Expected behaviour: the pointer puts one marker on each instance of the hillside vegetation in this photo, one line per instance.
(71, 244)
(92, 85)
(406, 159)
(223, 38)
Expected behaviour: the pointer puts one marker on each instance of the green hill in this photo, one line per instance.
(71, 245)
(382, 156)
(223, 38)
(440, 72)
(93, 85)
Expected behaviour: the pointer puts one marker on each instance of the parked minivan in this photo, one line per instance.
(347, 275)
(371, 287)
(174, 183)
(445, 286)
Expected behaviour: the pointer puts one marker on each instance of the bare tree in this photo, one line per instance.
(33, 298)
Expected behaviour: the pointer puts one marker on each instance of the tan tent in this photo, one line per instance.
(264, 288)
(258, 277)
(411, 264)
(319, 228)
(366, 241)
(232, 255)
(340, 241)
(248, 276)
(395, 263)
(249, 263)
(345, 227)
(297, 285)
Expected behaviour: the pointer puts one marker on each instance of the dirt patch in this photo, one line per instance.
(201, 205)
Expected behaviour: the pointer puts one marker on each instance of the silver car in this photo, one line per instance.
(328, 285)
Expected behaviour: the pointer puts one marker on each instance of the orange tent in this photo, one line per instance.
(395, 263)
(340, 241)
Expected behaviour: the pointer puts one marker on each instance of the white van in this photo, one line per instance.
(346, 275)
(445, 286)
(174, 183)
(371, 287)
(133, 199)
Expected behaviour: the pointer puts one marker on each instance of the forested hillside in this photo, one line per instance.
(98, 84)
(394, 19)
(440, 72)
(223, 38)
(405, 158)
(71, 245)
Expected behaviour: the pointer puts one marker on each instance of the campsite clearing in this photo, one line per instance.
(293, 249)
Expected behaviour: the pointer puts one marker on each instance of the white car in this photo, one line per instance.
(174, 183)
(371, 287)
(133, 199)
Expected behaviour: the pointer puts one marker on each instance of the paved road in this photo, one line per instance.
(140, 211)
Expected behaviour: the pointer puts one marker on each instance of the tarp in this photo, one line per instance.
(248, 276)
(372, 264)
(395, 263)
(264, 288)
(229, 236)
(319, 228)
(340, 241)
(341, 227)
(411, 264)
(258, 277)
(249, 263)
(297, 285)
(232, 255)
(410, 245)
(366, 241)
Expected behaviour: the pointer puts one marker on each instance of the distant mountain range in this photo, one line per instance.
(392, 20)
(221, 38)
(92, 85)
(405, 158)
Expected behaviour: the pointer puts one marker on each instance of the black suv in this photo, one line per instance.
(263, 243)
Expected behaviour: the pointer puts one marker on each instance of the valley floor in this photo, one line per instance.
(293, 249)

________________________________________

◆ What is expected
Format all the rows above as a two-column CSV with the header names instruction and points. Give one line per row, with the instruction text and its answer each in a single quoted field, and replace every line break inside a field with a space.

◆ Response to this exercise
instruction,points
"Expected behaviour: the pointer puts one marker on each instance of the hillside vegetation in this photo, one line per instance.","(71, 244) (92, 85) (406, 159) (223, 38)"
"Expected behaviour: the pointer puts one marker on each instance of the green hill in this photo, one line per instance.","(71, 245) (382, 156) (223, 38) (440, 72) (93, 85)"
"Expected behaviour: the pointer puts one marker on each instance of the parked minivan in this photo, one line per instance.","(347, 275) (371, 287) (174, 183) (445, 286)"
"Expected behaviour: the pointer puts one marker on each instance of the bare tree in this photo, one line per instance.","(33, 298)"
"Expected behaviour: the pointer puts one marker on each instance of the tan tent in this photo, one line per instance.","(264, 288) (258, 277) (411, 264) (319, 228) (366, 241) (232, 255) (340, 241) (248, 276) (395, 263) (249, 263) (345, 227) (297, 285)"
"Expected behaviour: the pointer puts one marker on each instance of the dirt patch in this photo, one line per instance.","(201, 205)"
"Expected behaviour: the pointer puts one marker on each instance of the silver car in this photo, one line per instance.","(328, 285)"
"Expected behaviour: the pointer puts one marker on each instance of the orange tent in this photo, one line per instance.","(395, 263) (340, 241)"
"Expected behaviour: the pointer puts one marker on each instance of the white van in this photo, one line per instance.","(346, 275) (445, 286) (174, 183) (371, 287) (133, 199)"
"Expected behaviour: the pointer puts one marker on each instance of the forested hillside in this photo, one line per instance.","(98, 84) (394, 19) (440, 72) (223, 38) (405, 158) (71, 245)"
"Expected behaviour: the pointer puts one marker on each instance of the campsite clearing in this photo, one line per instance.","(293, 249)"
"Expected behaviour: the pointer puts one marker on each instance of the white car in this photo, one line per instance.","(174, 183) (371, 287) (133, 199)"
"Expected behaviour: the pointer puts one marker on each instance of the paved road in this photo, one line per instance.","(140, 211)"
"Expected behaviour: the pointer puts one marker on each instance of the tarp in this photo, one line per instance.","(248, 276) (372, 264) (395, 263) (264, 288) (229, 236) (319, 228) (340, 241) (341, 227) (411, 264) (258, 277) (249, 263) (297, 285) (232, 255) (410, 245) (366, 241)"
"Expected behaviour: the pointer puts one marker on each instance of the distant mountain range in this photo, one line per instance.","(392, 20) (221, 38) (92, 85) (405, 158)"
"Expected behaviour: the pointer puts one marker on each instance of the black suv in this photo, one line per instance.","(263, 243)"
"Expected behaviour: the pointer puts one marker on each instance of the valley floor in this photo, one line per instance.","(293, 249)"